__WHAT TO PRODUCE__
All the data below goes into the copy word for word, but the pictures don't.

__INPUT MATERIAL__

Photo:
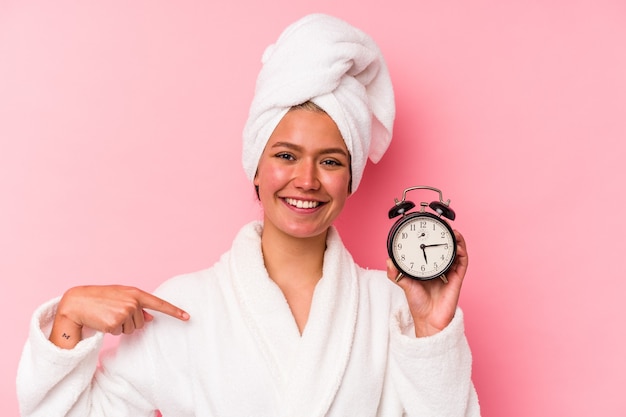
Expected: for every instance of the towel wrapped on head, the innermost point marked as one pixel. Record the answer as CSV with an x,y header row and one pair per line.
x,y
340,68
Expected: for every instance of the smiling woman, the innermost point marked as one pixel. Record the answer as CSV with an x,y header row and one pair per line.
x,y
286,323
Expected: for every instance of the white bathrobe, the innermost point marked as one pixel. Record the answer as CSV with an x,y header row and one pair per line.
x,y
241,353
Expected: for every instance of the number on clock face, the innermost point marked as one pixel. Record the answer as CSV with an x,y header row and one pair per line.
x,y
423,247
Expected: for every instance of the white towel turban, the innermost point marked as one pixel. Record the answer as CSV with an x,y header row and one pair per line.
x,y
327,61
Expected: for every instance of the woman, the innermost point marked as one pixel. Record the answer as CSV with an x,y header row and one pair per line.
x,y
285,324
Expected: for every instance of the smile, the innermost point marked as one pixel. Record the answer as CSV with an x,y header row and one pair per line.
x,y
301,203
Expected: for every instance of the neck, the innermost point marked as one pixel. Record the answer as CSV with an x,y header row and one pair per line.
x,y
295,265
292,261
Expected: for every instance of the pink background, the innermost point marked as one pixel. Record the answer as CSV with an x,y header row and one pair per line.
x,y
120,130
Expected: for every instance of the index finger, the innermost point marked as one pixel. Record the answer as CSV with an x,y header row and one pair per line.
x,y
155,303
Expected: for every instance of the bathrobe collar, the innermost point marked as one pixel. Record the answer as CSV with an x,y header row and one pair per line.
x,y
307,369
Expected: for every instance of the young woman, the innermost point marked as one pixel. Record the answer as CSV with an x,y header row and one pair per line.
x,y
285,324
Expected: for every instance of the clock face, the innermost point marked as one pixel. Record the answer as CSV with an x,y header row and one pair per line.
x,y
422,246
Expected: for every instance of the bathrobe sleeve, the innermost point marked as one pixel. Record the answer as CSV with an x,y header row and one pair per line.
x,y
54,382
432,375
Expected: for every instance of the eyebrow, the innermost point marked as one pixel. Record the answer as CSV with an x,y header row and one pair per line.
x,y
325,151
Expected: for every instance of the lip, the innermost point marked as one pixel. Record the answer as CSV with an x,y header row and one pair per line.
x,y
302,203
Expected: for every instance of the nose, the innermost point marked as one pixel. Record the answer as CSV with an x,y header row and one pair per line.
x,y
306,175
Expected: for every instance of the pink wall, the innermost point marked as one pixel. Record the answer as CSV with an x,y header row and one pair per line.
x,y
120,162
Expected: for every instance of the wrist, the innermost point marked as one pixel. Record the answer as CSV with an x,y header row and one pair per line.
x,y
65,332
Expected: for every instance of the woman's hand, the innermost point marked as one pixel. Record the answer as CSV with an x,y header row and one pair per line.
x,y
111,309
433,303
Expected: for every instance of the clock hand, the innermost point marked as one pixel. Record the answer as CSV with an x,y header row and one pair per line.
x,y
423,247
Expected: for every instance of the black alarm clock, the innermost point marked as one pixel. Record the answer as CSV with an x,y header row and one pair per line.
x,y
421,244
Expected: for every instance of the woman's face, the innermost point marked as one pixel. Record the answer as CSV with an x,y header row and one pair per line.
x,y
303,175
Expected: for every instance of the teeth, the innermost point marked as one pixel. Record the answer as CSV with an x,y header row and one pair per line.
x,y
301,203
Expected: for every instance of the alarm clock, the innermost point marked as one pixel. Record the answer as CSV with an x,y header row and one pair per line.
x,y
421,244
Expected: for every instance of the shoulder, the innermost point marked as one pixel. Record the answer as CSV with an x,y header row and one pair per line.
x,y
374,284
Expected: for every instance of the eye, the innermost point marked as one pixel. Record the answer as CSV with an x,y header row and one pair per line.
x,y
285,155
332,163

__WORKED SOLUTION__
Photo:
Expected: for every instance of the towel wrapped on head, the innermost point marked as one pixel. Record the answer as CSV with an x,y header row and one pair per line.
x,y
340,68
Expected: for every instance of the smiling woman, the innermost point marked as one pixel. Record the answer as CSV with an x,y header row and one pair per line.
x,y
286,323
Expected: for every instance of the white bathrobe, the innermost point marked as one pixel. Record the answer as CSV with an x,y header row and one pair per line.
x,y
241,353
Expected: for every instance of the number on clock face, the innermost point marked as one pixel. Record the answer as CSV with an x,y header row and one pair per line.
x,y
423,247
Expected: for every instance of the white towel turban, the innermost point marked as one pixel. Record the answer as CSV with an x,y header row and one pair per line.
x,y
327,61
Expected: for every instance of the woman, the innermost point marked as one pixel. Record the answer as CSV with an x,y header row and one pair per line.
x,y
285,324
Expected: for every instance of the smile, the innermost point marked as one pixel. Record the answer as CSV with an x,y header row and one pair per line.
x,y
301,203
Expected: for every instance of the neck, the innermost point marked as one pixel. Record the answer as CSV with an x,y header row and one pair per line.
x,y
295,265
292,261
Expected: for every instance of the pink background, the innermost point marked as one pixel. Record the answer as CSV with an x,y header row and one pair per line.
x,y
120,130
Expected: for every instance of the index finger, the innermost point marked as one pixel. Record the answer as CSV with an x,y header row and one pair per line.
x,y
155,303
Expected: for every instance of the bathrobe collar, the innermost point marked as one pixel. Record the answer as CSV with an x,y header row and one pair per line.
x,y
307,369
Expected: for every instance of the young woman, the innermost point marked as one pixel. Record the answer as CSV with an x,y header row and one pair per line.
x,y
285,324
Expected: for every instance of the clock face, the innermost point marked as one pixel. Record the answer as CSV with an x,y header row and one pair per line.
x,y
422,246
Expected: for every instance of the bathrobe sleeve, the innermost point marked as one pixel. Record the answer as CSV with an x,y header row and one pair per line.
x,y
54,382
432,375
Expected: for every instance of the eyebrow, the innermost point marked as one pixel. Record the answer as CSV with an x,y header row and one pair per line.
x,y
325,151
Expected: for every instance of the lip, the innermost point marked as one pixel. Record the answer as CSV with an x,y header row and one pair per line.
x,y
302,203
Expected: for every instance of the nose, the innermost point marked as one pixel. Record the answer as CSV with an x,y header row and one pair per line.
x,y
306,175
Expected: for every instance of the pink wall, the innermost point marked as one pixel. Record the answer as CSV with an x,y header row and one pair per line.
x,y
120,162
Expected: for every instance of the wrist, the innermost point marked as one pixel. Record the answer as CSV with an x,y header row and one pair per line.
x,y
65,332
Expected: for every instance of the woman's hand, the innermost point marked as one pixel. Record the answer as CSV with an x,y header row and one pair per line.
x,y
111,309
433,303
Expected: for every instance of the clock hand, the innermost point marked as one pixel. Record the answer as CSV with an x,y header row and one pair per line.
x,y
423,247
Expected: for every instance of the black alarm clock, the innermost point marked as one pixel. Record the answer as CSV with an x,y header row and one pair per line.
x,y
421,244
Expected: for every instance of the woman's face, the innermost point marked as one pixel. Record the answer as CSV with an x,y header row and one pair per line.
x,y
303,175
Expected: for every instance of the teeth, the innermost point marked as one pixel. Record the answer as CSV with an x,y header row and one pair per line.
x,y
301,203
Expected: for every instance of the alarm clock, the innermost point marked as one pixel. Record the answer as CSV with an x,y header row and one pair per line.
x,y
421,244
Expected: for every instance of the shoulder, the innermost point marked as one pixel. Record the answer as CSV with an x,y header row and one pair per line.
x,y
374,284
Expected: for every instance of the eye, the innermost point marked as one pixel. Record the answer as CSV with an x,y header row and one pair per line.
x,y
285,155
332,163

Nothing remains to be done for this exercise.